Pointing and labeling entries
/---

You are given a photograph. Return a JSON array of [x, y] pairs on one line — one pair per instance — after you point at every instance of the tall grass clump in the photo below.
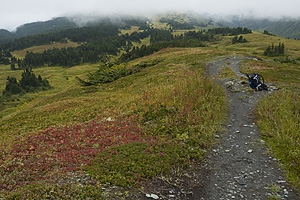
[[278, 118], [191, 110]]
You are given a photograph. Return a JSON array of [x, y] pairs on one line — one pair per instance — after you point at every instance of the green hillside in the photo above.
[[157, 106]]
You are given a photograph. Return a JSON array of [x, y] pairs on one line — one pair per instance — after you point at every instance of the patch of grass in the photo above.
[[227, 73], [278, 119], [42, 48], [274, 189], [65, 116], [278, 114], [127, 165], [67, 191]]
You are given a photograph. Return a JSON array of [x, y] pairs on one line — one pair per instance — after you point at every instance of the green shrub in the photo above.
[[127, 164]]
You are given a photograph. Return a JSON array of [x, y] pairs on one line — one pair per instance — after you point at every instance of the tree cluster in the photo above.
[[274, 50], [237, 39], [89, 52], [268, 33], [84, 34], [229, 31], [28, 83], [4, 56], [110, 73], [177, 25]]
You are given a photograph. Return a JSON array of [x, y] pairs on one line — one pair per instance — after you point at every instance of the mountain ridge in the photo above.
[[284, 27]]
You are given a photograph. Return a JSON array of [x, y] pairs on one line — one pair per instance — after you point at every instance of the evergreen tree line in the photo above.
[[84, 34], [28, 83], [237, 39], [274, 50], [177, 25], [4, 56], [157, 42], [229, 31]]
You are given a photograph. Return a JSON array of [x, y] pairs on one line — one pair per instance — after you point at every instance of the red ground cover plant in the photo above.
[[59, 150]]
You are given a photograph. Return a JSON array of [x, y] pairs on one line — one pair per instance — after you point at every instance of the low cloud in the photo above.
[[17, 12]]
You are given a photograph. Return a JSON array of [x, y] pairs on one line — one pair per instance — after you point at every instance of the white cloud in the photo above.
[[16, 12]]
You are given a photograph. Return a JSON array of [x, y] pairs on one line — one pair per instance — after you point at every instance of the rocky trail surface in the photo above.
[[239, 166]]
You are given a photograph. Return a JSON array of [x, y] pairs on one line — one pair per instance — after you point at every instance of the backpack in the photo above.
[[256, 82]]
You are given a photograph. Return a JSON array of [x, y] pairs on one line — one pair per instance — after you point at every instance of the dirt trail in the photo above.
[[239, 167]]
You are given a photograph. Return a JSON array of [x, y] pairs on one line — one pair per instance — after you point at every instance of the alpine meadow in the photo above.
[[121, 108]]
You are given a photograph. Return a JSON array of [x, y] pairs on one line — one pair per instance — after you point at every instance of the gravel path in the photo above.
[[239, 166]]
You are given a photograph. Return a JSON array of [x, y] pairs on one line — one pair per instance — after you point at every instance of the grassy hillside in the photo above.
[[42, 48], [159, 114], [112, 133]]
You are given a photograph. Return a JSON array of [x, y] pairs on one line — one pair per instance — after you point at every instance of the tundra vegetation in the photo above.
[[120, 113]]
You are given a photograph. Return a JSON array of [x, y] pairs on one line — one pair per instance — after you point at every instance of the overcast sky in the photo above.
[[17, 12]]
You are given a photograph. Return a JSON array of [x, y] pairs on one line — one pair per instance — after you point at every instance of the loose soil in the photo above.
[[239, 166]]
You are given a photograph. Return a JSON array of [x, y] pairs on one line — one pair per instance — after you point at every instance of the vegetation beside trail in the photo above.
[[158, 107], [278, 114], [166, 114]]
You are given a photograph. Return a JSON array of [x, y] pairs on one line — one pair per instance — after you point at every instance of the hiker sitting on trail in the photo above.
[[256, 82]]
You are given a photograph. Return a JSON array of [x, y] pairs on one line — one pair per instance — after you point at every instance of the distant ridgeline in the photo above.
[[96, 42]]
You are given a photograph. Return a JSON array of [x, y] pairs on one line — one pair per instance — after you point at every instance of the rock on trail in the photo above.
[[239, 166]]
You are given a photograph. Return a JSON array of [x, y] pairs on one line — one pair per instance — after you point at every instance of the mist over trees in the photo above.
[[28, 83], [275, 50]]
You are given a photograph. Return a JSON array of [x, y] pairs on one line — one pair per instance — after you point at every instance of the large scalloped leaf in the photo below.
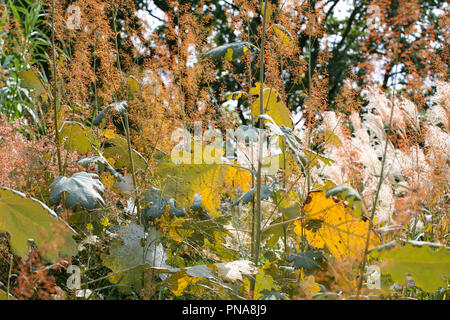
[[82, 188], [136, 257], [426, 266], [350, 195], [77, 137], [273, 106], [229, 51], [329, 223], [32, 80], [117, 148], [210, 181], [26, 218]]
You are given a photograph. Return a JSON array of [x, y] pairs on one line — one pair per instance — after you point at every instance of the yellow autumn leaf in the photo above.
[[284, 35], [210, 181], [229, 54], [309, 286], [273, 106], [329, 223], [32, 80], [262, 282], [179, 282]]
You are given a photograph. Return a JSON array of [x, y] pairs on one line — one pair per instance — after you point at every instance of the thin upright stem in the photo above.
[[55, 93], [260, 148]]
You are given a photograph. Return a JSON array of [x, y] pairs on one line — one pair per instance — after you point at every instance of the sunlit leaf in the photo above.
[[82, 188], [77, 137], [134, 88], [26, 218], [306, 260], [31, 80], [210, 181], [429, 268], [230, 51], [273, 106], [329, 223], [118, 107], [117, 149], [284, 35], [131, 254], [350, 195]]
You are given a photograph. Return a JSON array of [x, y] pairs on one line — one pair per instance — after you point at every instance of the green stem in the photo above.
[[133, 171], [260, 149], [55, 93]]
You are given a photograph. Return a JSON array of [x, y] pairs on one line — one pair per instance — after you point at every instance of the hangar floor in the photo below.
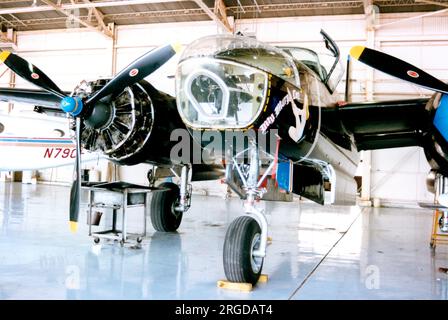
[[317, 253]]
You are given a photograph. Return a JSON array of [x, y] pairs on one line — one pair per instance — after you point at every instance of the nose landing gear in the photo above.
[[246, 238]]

\---
/---

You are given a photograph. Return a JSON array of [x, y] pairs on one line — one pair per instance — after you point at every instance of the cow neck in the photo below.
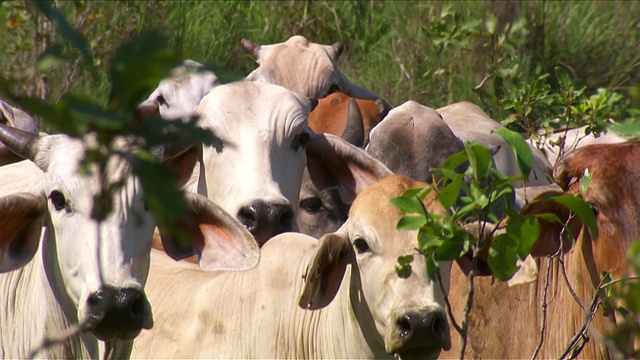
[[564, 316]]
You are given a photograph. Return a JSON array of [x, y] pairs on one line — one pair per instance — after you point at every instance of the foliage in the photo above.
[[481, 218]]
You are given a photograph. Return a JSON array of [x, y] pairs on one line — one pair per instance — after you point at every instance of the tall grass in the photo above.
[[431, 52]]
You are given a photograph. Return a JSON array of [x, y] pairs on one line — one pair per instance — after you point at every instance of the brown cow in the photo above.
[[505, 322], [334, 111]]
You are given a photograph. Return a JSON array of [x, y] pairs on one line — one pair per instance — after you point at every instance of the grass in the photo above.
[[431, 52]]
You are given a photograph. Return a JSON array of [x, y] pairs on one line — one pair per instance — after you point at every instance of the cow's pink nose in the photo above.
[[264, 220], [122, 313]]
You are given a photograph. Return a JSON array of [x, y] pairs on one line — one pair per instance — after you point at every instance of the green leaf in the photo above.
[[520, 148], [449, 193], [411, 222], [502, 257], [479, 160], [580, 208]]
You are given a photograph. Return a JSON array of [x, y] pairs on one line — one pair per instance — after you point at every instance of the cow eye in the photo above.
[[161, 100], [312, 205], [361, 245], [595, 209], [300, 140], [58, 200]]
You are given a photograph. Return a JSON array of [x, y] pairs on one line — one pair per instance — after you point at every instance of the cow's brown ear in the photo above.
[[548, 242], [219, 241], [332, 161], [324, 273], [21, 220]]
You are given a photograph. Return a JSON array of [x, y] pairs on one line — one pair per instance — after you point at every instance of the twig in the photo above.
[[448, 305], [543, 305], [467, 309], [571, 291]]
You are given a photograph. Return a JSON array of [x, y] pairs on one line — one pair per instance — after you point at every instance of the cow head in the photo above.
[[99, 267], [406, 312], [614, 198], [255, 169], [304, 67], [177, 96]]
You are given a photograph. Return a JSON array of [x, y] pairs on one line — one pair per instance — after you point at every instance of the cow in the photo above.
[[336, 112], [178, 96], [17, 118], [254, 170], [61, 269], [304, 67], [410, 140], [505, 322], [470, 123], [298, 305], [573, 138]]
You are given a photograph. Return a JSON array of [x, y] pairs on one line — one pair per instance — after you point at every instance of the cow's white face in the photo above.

\---
/---

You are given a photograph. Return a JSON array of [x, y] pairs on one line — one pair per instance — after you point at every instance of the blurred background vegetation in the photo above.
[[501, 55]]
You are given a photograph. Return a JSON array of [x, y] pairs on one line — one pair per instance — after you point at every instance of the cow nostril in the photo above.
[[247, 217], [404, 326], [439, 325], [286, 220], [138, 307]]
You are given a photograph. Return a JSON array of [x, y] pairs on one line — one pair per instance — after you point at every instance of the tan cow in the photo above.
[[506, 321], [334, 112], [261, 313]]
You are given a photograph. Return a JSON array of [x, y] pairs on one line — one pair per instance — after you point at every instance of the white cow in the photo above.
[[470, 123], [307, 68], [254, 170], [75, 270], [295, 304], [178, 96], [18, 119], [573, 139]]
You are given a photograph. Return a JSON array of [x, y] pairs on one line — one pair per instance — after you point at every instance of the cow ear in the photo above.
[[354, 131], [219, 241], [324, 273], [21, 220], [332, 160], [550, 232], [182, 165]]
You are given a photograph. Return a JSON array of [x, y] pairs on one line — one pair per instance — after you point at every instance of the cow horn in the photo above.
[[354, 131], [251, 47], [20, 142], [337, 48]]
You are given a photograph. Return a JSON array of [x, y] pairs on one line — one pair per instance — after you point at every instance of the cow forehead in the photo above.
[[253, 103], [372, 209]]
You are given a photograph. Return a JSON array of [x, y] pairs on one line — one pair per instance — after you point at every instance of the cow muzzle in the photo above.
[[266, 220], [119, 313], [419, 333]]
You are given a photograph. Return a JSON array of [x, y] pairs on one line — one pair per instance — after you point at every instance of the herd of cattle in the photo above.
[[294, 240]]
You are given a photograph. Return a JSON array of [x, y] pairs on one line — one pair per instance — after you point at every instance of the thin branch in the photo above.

\---

TO BE DONE: Copy out, word for word, the records beginning at the line that contains "soil in the photo above." and ending after the line that contains "[[55, 93], [260, 148]]". Leave the pictures out.

TASK SOLUTION:
You are given a photograph. Return a JSON array of [x, y] pairs on one line — one pair per instance — after you point at every instance of the loose soil in the photo above.
[[239, 166]]
You are given a photograph. Return a JSON array of [x, y] pairs on one line — one pair per instance — after you point at every instance of the vegetation beside trail in the photo above.
[[158, 107], [278, 114], [166, 114]]
You are given a photograph. Return a JSON array of [x, y] pairs on one line — one pair per instance — after you point at every instance of the hiker sitting on trail in the photo above.
[[256, 82]]
You are given a photograph. Return a JSON array of [x, y] pairs on one line — one pair per instance — after you point at every instance of the distant ridgeline in the photo above.
[[96, 42]]
You are given a photograph. Return a JSON array of [x, y] pairs on one line — one pair per instance — after you point at every instance of the rock on trail in the photo above.
[[239, 166]]
You are given a photograph. Return a JSON array of [x, y] pairs on one line — one pair per instance — after you point at every instance of the mist over trees in the photo above.
[[28, 83], [275, 50]]
You are given a photograph. Return a JSON array of [x, y] pairs on one line — one pair per instance — after you point at every instance of the large scalloped leaf in the photo below.
[[82, 188], [136, 257], [426, 266], [350, 195], [77, 137], [273, 106], [229, 51], [329, 223], [32, 80], [117, 148], [210, 181], [26, 218]]
You are given a photograph. Return a JSON array of [x, y] pairs on one line — one pair per instance — after you point at every instance of the yellow autumn leaf in the photo above.
[[284, 35], [210, 181], [229, 54], [309, 286], [273, 106], [329, 223], [32, 80], [262, 282], [179, 282]]
You are given a photograph. Return a JSON array of [x, y] pairs on one line — one pair per instance — after you point at every instance of the thin upright stem in the photo above.
[[55, 93], [260, 148]]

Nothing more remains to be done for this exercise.